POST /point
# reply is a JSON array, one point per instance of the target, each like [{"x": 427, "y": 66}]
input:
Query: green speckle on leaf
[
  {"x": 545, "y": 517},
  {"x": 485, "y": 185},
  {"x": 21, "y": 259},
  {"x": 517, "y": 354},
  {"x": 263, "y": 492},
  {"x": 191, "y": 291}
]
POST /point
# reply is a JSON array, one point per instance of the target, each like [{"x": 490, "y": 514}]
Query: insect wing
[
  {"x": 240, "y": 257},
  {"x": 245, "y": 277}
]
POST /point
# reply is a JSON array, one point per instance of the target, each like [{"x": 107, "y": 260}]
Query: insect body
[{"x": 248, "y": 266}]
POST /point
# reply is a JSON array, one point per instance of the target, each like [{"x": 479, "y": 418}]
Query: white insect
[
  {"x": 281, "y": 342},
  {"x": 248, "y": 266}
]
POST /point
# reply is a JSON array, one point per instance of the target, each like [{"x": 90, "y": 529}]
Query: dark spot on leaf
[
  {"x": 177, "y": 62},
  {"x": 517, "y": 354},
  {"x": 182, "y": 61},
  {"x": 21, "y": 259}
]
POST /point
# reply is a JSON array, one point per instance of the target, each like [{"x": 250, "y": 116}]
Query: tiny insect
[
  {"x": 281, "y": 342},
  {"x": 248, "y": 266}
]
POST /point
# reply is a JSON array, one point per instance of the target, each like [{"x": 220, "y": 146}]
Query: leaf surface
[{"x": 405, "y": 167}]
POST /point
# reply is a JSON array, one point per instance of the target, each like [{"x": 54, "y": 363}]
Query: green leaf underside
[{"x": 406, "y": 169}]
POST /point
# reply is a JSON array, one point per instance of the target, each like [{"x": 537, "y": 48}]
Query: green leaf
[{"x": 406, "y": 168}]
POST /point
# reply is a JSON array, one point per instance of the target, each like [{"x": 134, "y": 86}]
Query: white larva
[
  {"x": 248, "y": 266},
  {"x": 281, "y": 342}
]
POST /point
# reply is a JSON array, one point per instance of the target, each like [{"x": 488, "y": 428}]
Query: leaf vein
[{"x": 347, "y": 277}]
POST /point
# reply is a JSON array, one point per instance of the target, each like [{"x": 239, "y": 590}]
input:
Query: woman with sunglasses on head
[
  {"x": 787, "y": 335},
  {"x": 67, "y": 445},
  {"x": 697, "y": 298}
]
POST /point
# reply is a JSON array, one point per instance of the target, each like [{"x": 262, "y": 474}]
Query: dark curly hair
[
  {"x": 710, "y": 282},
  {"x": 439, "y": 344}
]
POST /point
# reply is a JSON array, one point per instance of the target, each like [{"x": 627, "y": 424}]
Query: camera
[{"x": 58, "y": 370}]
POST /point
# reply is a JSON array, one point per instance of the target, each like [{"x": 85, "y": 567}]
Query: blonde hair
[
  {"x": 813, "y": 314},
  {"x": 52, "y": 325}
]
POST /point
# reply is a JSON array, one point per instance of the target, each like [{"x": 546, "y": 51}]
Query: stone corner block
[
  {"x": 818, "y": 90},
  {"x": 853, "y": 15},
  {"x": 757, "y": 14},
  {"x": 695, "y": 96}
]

_ _ _ _ _

# Short exercise
Return every record, word for word.

# Problem solution
POST /point
# reply is a JSON array, one point per instance of the target, each like [{"x": 427, "y": 66}]
input:
Query: green speckle on leaf
[
  {"x": 545, "y": 517},
  {"x": 485, "y": 185},
  {"x": 21, "y": 259},
  {"x": 517, "y": 354},
  {"x": 263, "y": 492},
  {"x": 191, "y": 291}
]
POST /point
# reply is a JSON array, one point per instance of the target, each like [{"x": 490, "y": 514}]
Query: insect wing
[
  {"x": 240, "y": 257},
  {"x": 245, "y": 277}
]
POST /point
# reply is a JSON array, one point per instance of the target, each like [{"x": 107, "y": 260}]
Query: insect body
[{"x": 248, "y": 266}]
POST /point
# reply is a JSON array, one point per instance of the target, each like [{"x": 479, "y": 418}]
Query: white insect
[
  {"x": 281, "y": 342},
  {"x": 248, "y": 266}
]
POST /point
# reply is a JSON array, one point per instance of the target, each like [{"x": 90, "y": 529}]
Query: dark spot on leaf
[
  {"x": 177, "y": 62},
  {"x": 517, "y": 354},
  {"x": 182, "y": 61},
  {"x": 21, "y": 259}
]
POST /point
# reply is a JSON array, one point per instance of the target, each like [{"x": 250, "y": 116}]
Query: tiny insect
[
  {"x": 281, "y": 342},
  {"x": 248, "y": 266}
]
POST /point
# reply is a JSON array, one point per instance of the target, each like [{"x": 220, "y": 146}]
Query: leaf surface
[{"x": 405, "y": 167}]
POST /point
# reply is a JSON array, one point per instance of the target, each like [{"x": 54, "y": 363}]
Query: green leaf underside
[{"x": 406, "y": 169}]
POST /point
# reply is a JSON array, one point per instance of the target, each like [{"x": 537, "y": 48}]
Query: green leaf
[{"x": 406, "y": 168}]
POST /point
# reply is a JSON array, one point per instance of the target, each like [{"x": 134, "y": 86}]
Query: white larva
[
  {"x": 248, "y": 266},
  {"x": 281, "y": 342}
]
POST /point
# reply is a JSON array, one point per instance of the target, each like [{"x": 488, "y": 428}]
Query: leaf vein
[{"x": 347, "y": 277}]
POST /point
# reply is a JSON array, one point per instance of the target, each like [{"x": 239, "y": 590}]
input:
Query: woman with sunglasses on head
[
  {"x": 787, "y": 335},
  {"x": 67, "y": 445},
  {"x": 697, "y": 298}
]
POST /point
# reply is a JSON array, one point per instance of the target, each like [{"x": 262, "y": 474}]
Query: dark curly hair
[
  {"x": 710, "y": 282},
  {"x": 439, "y": 344}
]
POST /point
# reply is a JSON array, one point per instance of the target, each like [{"x": 627, "y": 424}]
Query: camera
[{"x": 58, "y": 370}]
POST /point
# reply is a JSON array, one point per instance of the target, each like [{"x": 85, "y": 567}]
Query: blonde hair
[
  {"x": 813, "y": 314},
  {"x": 52, "y": 325}
]
POST /point
# reply is a JSON array, one point per instance of the target, each like [{"x": 546, "y": 51}]
Query: stone corner block
[
  {"x": 818, "y": 90},
  {"x": 853, "y": 15},
  {"x": 757, "y": 14},
  {"x": 695, "y": 96}
]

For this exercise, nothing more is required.